[START Exercise input]
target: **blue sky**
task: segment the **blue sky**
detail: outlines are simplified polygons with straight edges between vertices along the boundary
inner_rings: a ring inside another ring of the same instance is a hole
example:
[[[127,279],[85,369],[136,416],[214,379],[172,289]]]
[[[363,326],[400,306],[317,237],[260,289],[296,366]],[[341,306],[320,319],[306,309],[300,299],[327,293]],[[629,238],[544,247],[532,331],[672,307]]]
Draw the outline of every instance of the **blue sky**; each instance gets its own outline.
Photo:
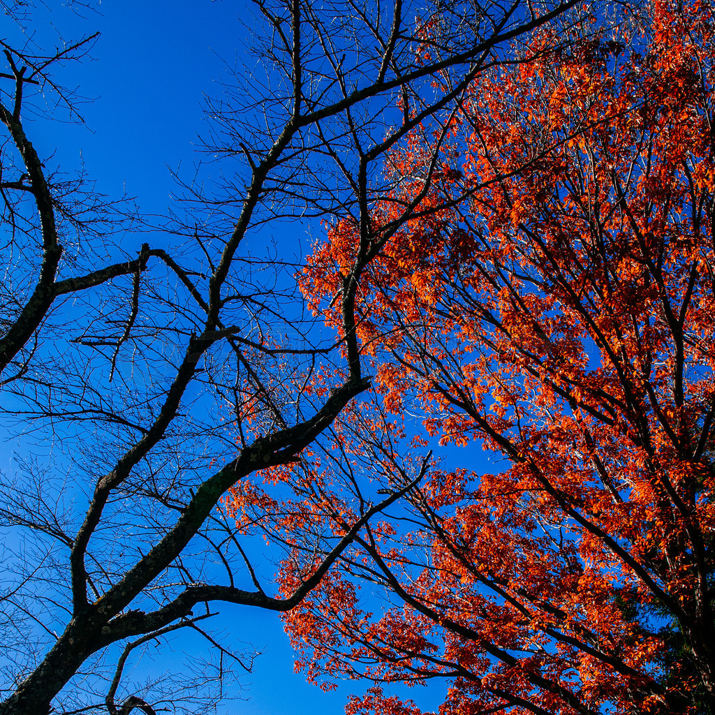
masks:
[[[219,92],[217,80],[246,46],[245,6],[228,0],[109,0],[96,14],[49,4],[36,31],[39,42],[46,32],[53,36],[52,26],[68,41],[97,30],[102,35],[91,61],[60,75],[89,100],[79,107],[86,126],[26,117],[31,140],[41,156],[54,152],[60,166],[72,169],[83,161],[99,191],[115,197],[126,192],[136,197],[143,212],[164,213],[174,187],[170,169],[191,175],[194,146],[202,130],[202,99]],[[119,240],[122,247],[133,251],[147,237],[127,235]],[[9,468],[15,450],[35,453],[41,459],[51,448],[31,442],[6,441],[0,468]],[[221,611],[226,627],[264,653],[254,672],[242,681],[240,694],[248,699],[230,704],[228,711],[338,714],[347,694],[360,689],[347,685],[325,693],[293,674],[291,651],[275,614],[227,606]],[[170,667],[170,662],[161,664]],[[436,705],[439,699],[430,699]]]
[END Exercise input]
#### [Set task]
Return each of the items above word for word, with the pictures left out.

#### [Task response]
target: **blue sky**
task: segment the **blue sky**
detail: outlines are simplified polygons with straight edges between vertices along the boundary
inner_rings: a ring inside another ring of the same instance is a hole
example:
[[[127,279],[85,369],[136,416],[214,379],[172,289]]]
[[[363,326],[400,306],[317,237],[260,289],[296,366]],[[341,306],[320,319],[306,309],[300,299],[327,293]],[[629,238],[544,247],[532,331],[672,307]]]
Draw the outline of every instance of the **blue sky**; each instance gets its own outline.
Photo:
masks:
[[[219,92],[217,80],[246,46],[245,6],[228,0],[109,0],[96,14],[49,4],[36,31],[39,42],[46,32],[53,36],[52,26],[68,41],[97,30],[102,35],[91,61],[60,75],[89,100],[79,107],[86,126],[26,117],[31,140],[41,156],[54,152],[60,166],[72,169],[83,161],[99,191],[115,197],[126,192],[136,197],[143,212],[164,213],[174,187],[170,169],[191,175],[194,146],[202,130],[202,99]],[[119,240],[122,247],[133,251],[147,237],[127,235]],[[9,468],[15,450],[35,453],[41,459],[51,448],[31,442],[6,441],[0,468]],[[221,611],[226,627],[264,653],[254,672],[242,681],[240,694],[248,699],[230,704],[228,711],[338,714],[347,694],[360,689],[347,685],[325,693],[293,674],[291,651],[275,614],[227,606]],[[170,667],[170,662],[161,664]],[[436,705],[439,699],[430,699]]]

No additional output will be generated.